● **WORKING DATA**:
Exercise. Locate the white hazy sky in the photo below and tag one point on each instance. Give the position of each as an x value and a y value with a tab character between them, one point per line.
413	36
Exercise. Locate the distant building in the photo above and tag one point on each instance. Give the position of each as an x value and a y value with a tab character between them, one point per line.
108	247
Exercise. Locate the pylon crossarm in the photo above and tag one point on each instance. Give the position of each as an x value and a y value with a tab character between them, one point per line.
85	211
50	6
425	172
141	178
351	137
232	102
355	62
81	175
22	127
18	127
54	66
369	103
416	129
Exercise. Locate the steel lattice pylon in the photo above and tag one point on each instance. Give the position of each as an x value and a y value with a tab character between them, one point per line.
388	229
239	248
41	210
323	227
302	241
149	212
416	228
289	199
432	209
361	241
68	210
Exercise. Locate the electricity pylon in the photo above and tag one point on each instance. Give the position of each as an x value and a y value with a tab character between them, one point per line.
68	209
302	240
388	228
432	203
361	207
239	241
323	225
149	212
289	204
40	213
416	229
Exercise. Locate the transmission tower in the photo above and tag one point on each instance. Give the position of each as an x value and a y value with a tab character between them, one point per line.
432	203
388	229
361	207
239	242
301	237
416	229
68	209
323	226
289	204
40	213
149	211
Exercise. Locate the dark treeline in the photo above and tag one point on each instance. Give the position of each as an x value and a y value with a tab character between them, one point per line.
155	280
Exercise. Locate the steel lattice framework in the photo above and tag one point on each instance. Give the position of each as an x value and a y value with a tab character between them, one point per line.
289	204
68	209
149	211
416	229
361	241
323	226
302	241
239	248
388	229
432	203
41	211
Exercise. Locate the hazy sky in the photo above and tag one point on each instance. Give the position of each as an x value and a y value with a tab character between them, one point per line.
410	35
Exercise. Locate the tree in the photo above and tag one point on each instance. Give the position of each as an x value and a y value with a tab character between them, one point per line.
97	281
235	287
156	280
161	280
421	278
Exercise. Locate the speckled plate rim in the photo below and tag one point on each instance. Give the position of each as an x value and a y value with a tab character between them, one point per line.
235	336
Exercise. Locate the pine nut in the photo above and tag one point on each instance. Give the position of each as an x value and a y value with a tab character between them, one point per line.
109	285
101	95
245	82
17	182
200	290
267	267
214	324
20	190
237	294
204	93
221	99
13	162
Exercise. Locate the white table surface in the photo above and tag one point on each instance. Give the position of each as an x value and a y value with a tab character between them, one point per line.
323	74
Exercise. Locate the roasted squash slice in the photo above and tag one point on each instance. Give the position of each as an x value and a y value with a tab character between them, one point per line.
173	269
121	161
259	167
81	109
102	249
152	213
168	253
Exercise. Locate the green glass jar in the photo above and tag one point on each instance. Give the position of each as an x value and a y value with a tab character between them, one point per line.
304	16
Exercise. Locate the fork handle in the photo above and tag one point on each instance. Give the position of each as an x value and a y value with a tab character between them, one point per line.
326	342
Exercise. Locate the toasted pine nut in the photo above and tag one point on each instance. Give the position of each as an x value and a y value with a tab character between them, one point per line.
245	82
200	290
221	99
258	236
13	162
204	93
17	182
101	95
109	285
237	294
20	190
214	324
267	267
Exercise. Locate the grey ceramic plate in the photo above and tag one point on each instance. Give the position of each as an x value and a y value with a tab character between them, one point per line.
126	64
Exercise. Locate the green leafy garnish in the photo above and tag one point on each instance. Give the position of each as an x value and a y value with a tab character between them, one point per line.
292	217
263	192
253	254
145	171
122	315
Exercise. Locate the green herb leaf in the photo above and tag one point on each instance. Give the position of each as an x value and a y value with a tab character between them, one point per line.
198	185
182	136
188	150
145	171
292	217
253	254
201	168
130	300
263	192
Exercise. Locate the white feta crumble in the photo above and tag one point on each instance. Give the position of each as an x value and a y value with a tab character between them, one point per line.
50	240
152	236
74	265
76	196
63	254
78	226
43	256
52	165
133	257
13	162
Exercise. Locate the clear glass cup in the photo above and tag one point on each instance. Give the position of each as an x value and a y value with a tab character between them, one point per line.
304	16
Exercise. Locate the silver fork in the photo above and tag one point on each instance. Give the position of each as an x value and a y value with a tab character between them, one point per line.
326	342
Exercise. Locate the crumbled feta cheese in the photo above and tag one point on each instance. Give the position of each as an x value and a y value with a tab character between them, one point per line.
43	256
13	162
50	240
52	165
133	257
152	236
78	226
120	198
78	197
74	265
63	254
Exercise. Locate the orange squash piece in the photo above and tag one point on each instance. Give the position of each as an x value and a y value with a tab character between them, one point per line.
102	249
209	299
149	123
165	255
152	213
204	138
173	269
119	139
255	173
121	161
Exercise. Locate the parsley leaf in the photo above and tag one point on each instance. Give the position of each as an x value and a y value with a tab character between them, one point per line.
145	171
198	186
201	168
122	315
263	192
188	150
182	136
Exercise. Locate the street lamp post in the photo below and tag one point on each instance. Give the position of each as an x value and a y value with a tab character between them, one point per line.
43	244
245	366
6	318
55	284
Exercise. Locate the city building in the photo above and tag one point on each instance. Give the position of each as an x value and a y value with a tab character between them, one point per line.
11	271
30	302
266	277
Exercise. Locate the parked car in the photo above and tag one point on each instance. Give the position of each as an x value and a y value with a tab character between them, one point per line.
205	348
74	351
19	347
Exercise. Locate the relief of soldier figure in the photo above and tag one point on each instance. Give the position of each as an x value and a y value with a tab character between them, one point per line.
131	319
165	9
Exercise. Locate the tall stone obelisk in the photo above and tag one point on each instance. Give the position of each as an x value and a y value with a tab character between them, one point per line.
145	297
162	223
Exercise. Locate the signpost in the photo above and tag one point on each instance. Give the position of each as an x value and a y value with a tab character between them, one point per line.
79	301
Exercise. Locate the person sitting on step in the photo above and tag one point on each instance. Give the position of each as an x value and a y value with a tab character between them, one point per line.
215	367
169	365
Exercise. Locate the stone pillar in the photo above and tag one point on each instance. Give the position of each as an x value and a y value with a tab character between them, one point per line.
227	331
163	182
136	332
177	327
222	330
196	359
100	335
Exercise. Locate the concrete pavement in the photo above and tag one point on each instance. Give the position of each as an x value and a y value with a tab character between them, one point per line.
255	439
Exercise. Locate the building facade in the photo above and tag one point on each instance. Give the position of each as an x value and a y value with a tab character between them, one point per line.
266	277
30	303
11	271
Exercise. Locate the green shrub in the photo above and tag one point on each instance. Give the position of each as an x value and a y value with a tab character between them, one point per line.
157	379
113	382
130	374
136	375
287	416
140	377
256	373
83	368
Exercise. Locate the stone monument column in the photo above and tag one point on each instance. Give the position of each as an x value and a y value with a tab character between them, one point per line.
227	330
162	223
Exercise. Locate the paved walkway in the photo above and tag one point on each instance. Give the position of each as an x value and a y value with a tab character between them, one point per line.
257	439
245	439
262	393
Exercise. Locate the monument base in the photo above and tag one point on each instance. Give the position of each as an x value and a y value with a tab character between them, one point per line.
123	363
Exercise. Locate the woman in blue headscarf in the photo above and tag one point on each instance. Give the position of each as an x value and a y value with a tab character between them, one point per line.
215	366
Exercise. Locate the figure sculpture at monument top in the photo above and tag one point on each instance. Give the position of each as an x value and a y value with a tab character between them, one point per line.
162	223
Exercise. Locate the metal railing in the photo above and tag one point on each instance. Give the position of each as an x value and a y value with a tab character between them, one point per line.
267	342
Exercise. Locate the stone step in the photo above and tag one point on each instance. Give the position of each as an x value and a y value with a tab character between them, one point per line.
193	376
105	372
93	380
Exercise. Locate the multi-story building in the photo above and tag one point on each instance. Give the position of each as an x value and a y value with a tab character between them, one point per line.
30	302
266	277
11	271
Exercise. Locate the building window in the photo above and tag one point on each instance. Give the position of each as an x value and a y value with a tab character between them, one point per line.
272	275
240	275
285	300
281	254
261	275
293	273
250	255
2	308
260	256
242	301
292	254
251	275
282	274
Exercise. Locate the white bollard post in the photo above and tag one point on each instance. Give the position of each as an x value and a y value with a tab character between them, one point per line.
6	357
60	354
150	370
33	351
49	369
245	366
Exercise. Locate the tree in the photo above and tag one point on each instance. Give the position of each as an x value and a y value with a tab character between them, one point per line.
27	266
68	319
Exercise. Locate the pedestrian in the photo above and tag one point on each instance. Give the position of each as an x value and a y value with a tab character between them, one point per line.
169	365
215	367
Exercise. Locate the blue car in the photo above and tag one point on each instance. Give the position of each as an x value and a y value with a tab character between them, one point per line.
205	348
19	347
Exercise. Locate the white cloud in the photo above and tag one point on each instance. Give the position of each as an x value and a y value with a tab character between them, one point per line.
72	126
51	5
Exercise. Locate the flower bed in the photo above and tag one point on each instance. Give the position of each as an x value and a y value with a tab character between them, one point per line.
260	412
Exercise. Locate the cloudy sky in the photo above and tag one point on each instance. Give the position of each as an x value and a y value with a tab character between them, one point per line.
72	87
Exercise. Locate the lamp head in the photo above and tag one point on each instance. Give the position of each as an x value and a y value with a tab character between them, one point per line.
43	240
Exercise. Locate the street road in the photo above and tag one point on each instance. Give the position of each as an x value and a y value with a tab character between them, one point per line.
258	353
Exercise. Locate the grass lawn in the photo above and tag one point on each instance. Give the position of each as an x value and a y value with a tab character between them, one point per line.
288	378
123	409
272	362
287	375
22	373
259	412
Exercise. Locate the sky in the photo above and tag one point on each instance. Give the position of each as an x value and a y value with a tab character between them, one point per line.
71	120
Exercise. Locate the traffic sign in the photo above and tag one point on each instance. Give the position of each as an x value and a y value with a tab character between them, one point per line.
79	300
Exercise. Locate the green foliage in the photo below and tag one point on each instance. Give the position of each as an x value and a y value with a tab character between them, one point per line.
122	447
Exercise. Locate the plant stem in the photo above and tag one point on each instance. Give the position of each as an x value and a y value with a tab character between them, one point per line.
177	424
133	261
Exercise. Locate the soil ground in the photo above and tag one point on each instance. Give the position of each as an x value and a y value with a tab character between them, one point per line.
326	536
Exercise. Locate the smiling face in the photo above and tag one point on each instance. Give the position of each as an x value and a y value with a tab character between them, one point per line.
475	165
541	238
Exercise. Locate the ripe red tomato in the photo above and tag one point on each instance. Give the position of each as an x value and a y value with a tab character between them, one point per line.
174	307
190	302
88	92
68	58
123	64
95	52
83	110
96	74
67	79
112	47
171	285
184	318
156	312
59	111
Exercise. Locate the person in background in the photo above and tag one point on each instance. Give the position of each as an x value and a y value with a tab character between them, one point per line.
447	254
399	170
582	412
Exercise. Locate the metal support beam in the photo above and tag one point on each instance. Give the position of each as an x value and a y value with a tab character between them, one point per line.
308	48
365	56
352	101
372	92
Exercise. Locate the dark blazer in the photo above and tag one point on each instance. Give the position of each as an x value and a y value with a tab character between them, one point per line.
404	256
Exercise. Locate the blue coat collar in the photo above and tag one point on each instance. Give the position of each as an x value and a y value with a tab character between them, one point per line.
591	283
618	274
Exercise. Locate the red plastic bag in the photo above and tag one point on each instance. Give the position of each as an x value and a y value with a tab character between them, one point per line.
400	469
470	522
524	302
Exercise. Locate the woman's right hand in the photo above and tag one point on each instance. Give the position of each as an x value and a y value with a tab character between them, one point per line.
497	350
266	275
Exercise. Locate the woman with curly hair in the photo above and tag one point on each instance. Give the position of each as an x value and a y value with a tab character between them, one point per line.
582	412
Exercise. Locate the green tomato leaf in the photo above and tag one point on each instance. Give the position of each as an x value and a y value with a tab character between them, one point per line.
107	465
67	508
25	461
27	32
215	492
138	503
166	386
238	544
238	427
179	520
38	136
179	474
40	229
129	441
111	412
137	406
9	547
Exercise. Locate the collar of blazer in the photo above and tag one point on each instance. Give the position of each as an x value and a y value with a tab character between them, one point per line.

● **TO DO**:
From the line containing "Exercise. Locate the dark blazer" down to the final line of the data, write out every line exactly; both the first and last of these belong in your answer, and nothing else does.

● **EXERCISE ANSWER**:
Exercise. Locate the dark blazer in the photo above and tag one point on each instance. Give the position of each as an x value and a y value with a tab character between them, one point per line.
404	256
Exercise. Locate the blue coat collar in the photo above and tag one point on each instance. Give the position of each as an x value and a y value with a tab character between them, one point per line.
591	283
618	274
Exercise. Locate the red plastic bag in the photo above and tag one point on each instance. Give the position of each as an x value and a y value with a tab character between them, one point per line.
400	469
470	522
524	302
Exercise. Locate the woman's right hand in the photo above and tag one point on each instance. Give the position of each as an x value and a y value with a tab character between them, one point per line.
497	350
266	275
Exercise. Locate the woman with curly hair in the photo above and tag one point on each instance. Give the position of each as an x value and a y value with a tab character between them, one point per line.
582	412
Exercise. Locate the green tomato leaf in the photo above and tag one point on each instance. Give the position of each as an x value and a y value with a tab character between them, one point per line.
107	465
67	508
25	461
27	32
215	492
138	503
166	386
238	544
238	427
179	520
38	136
179	474
40	229
129	441
111	412
137	406
9	547
Exercise. Locate the collar of blazer in the photo above and tag one point on each instance. Give the position of each as an x value and a y value with a tab character between them, one point per line.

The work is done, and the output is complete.